**Supplied entries:**
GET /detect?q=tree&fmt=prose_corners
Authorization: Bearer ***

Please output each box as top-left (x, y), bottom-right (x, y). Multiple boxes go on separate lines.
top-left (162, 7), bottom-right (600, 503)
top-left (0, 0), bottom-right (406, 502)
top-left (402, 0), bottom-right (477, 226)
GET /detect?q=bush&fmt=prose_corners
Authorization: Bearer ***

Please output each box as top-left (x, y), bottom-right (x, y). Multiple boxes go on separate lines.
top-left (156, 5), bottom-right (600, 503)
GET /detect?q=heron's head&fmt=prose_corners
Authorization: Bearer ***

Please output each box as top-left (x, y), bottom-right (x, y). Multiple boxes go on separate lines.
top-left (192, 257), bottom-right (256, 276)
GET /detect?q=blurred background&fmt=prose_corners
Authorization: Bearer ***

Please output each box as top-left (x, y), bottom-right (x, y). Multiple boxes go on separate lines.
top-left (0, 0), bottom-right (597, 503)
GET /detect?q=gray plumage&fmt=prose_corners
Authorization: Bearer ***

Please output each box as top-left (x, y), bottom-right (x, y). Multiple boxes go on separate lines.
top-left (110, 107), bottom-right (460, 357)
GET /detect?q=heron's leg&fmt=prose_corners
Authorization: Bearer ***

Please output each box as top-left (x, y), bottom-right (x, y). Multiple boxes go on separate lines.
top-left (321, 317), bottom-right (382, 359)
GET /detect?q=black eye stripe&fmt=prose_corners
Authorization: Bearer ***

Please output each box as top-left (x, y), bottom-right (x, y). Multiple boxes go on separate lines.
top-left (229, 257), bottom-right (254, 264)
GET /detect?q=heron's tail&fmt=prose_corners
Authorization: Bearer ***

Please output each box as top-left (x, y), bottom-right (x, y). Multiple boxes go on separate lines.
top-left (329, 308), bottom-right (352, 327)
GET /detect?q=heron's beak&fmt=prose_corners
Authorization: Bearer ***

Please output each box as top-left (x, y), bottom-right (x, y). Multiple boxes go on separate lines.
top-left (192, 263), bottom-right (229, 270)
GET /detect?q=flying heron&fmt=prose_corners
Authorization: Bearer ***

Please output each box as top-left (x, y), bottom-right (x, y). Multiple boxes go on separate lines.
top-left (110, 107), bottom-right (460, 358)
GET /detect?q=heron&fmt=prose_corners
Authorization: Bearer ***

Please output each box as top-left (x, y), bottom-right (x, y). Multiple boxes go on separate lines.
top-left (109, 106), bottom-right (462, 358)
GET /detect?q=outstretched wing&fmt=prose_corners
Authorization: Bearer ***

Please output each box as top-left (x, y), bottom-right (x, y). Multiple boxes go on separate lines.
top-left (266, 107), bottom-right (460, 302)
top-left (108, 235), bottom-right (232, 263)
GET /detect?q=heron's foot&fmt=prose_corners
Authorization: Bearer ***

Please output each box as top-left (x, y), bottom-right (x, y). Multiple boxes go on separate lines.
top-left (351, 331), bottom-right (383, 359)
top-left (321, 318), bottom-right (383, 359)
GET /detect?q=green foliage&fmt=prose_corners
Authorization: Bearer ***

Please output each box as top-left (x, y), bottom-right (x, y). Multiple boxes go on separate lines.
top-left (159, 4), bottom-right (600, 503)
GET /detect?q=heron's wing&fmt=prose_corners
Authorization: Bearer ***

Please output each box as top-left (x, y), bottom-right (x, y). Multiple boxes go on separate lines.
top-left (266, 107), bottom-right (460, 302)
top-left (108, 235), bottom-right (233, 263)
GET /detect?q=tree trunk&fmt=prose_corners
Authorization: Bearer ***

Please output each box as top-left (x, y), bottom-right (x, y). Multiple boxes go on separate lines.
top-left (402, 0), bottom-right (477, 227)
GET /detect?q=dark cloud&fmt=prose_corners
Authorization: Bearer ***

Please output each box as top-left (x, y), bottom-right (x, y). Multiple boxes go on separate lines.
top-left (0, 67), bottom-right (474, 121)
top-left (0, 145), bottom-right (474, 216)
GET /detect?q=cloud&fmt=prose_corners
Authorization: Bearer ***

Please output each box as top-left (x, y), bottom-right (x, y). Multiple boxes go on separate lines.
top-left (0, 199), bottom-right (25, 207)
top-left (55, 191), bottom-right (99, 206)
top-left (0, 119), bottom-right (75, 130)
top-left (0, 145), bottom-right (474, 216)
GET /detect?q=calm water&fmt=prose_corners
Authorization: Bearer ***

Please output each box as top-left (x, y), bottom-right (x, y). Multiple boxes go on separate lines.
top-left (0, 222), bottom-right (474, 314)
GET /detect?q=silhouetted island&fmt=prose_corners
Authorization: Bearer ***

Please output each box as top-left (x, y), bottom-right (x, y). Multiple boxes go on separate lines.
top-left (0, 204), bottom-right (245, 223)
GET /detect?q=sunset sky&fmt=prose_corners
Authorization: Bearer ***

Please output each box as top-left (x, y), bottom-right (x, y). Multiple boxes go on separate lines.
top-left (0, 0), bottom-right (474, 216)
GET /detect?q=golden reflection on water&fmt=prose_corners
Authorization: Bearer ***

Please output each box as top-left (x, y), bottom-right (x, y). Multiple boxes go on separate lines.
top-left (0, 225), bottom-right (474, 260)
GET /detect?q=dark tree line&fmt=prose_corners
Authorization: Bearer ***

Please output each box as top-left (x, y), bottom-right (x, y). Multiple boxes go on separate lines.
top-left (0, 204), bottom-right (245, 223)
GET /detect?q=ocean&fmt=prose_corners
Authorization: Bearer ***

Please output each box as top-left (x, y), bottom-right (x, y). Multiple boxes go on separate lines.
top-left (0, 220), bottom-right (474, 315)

**Written exercise:** Rewrite all of the material above, swapping "prose_corners" for "corner_text" and leaving everything else unchanged.

**Response:**
GET /detect?q=tree&fmt=corner_text
Authorization: Bearer ***

Please output each box as top-left (x, y), bottom-right (x, y). Multiple boxes go on separate lines.
top-left (162, 7), bottom-right (600, 503)
top-left (0, 0), bottom-right (406, 502)
top-left (402, 0), bottom-right (477, 226)
GET /detect?q=bush&fmt=corner_text
Authorization: Bearer ***

Please output each box as top-left (x, y), bottom-right (x, y). Multiple boxes go on separate lines.
top-left (156, 5), bottom-right (600, 503)
GET /detect?q=heron's head&fmt=corner_text
Authorization: Bearer ***

Please output each box as top-left (x, y), bottom-right (x, y). Multiple boxes go on separate lines.
top-left (192, 257), bottom-right (256, 276)
GET /detect?q=blurred background&fmt=corner_text
Authorization: Bearer ***

Please output each box as top-left (x, y), bottom-right (x, y). Multiple boxes go on separate lines.
top-left (0, 0), bottom-right (597, 503)
GET /detect?q=gray plumage&fmt=corner_text
Authorization: Bearer ***

Please output each box as top-left (x, y), bottom-right (x, y). Multiple boxes go on separate lines.
top-left (110, 107), bottom-right (460, 357)
GET /detect?q=heron's leg&fmt=corner_text
Authorization: Bearer ***

Please output each box as top-left (x, y), bottom-right (x, y). Multiple boxes go on separate lines.
top-left (321, 317), bottom-right (382, 359)
GET /detect?q=black eye stripe&fmt=corner_text
Authorization: Bearer ***

Please output each box as top-left (x, y), bottom-right (x, y). Multiple boxes go on separate lines.
top-left (229, 257), bottom-right (254, 264)
GET /detect?q=heron's tail&fmt=corner_text
Authorization: Bearer ***

Please output each box as top-left (x, y), bottom-right (x, y). Multiple boxes go on separate lines.
top-left (329, 308), bottom-right (352, 327)
GET /detect?q=heron's beak&fmt=corner_text
Authorization: Bearer ***

Please output each box as top-left (x, y), bottom-right (x, y). Multiple boxes go on separate lines.
top-left (192, 263), bottom-right (229, 270)
GET /detect?q=flying heron&fmt=corner_text
Authorization: Bearer ***

Please output each box as top-left (x, y), bottom-right (x, y). Multiple boxes go on separate lines.
top-left (110, 107), bottom-right (460, 358)
GET /detect?q=heron&fmt=corner_text
Authorization: Bearer ***

Please output each box as top-left (x, y), bottom-right (x, y). Multiple boxes go on separate lines.
top-left (109, 106), bottom-right (462, 358)
GET /detect?q=outstretched wing&fmt=corner_text
Authorization: Bearer ***

Please output each box as top-left (x, y), bottom-right (x, y). Multiple boxes go on separate lines.
top-left (266, 107), bottom-right (460, 302)
top-left (108, 235), bottom-right (232, 263)
GET /detect?q=heron's foot&fmt=corner_text
Authorization: Bearer ***

Please output each box as top-left (x, y), bottom-right (x, y). Multiple boxes go on separate lines.
top-left (351, 331), bottom-right (383, 359)
top-left (321, 318), bottom-right (383, 359)
GET /detect?q=green foliage&fmt=corner_text
Authorization: Bearer ***

Please output each box as top-left (x, y), bottom-right (x, y). Multiple boxes go on separate lines.
top-left (159, 4), bottom-right (600, 503)
GET /detect?q=heron's wing&fmt=corner_text
Authorization: Bearer ***

Please output each box as top-left (x, y), bottom-right (x, y). Multiple boxes go on separate lines.
top-left (266, 107), bottom-right (460, 302)
top-left (108, 235), bottom-right (233, 263)
GET /detect?q=tree trunk&fmt=corner_text
Authorization: Bearer ***

Please output each box as top-left (x, y), bottom-right (x, y). Multiple boxes go on separate lines.
top-left (402, 0), bottom-right (477, 227)
GET /detect?q=dark cloud&fmt=corner_text
Authorization: Bearer ***

Please output each box as top-left (x, y), bottom-right (x, y). Multiple boxes go on separate lines.
top-left (0, 67), bottom-right (474, 121)
top-left (0, 145), bottom-right (474, 216)
GET /detect?q=cloud&fmt=corner_text
Authorization: Bearer ***

Please output each box as top-left (x, y), bottom-right (x, y). Multiple boxes go on separate lines.
top-left (0, 199), bottom-right (25, 207)
top-left (55, 191), bottom-right (99, 206)
top-left (0, 119), bottom-right (75, 130)
top-left (0, 145), bottom-right (474, 216)
GET /detect?q=calm water&fmt=corner_text
Authorization: Bearer ***

Please output each box as top-left (x, y), bottom-right (x, y). Multiple boxes go on separate lines.
top-left (0, 222), bottom-right (474, 314)
GET /detect?q=silhouetted island&fmt=corner_text
Authorization: Bearer ***

Please output each box as top-left (x, y), bottom-right (x, y). Multiple boxes go on separate lines.
top-left (0, 204), bottom-right (245, 223)
GET /detect?q=sunset sky&fmt=corner_text
Authorization: Bearer ***

Please output each box as top-left (x, y), bottom-right (x, y). Multiple boxes go on separate lines.
top-left (0, 0), bottom-right (474, 216)
GET /detect?q=golden reflection on water&fmt=corner_text
Authorization: Bearer ***

Please output each box as top-left (x, y), bottom-right (x, y). Multiple boxes go on separate lines.
top-left (0, 225), bottom-right (474, 260)
GET /detect?q=dark tree line&fmt=corner_text
Authorization: Bearer ***

Please output each box as top-left (x, y), bottom-right (x, y). Multiple boxes go on separate lines.
top-left (0, 204), bottom-right (245, 223)
GET /detect?q=ocean&fmt=corner_text
Authorization: Bearer ***

Please output each box as top-left (x, y), bottom-right (x, y). Multiple boxes go on separate lines.
top-left (0, 220), bottom-right (474, 315)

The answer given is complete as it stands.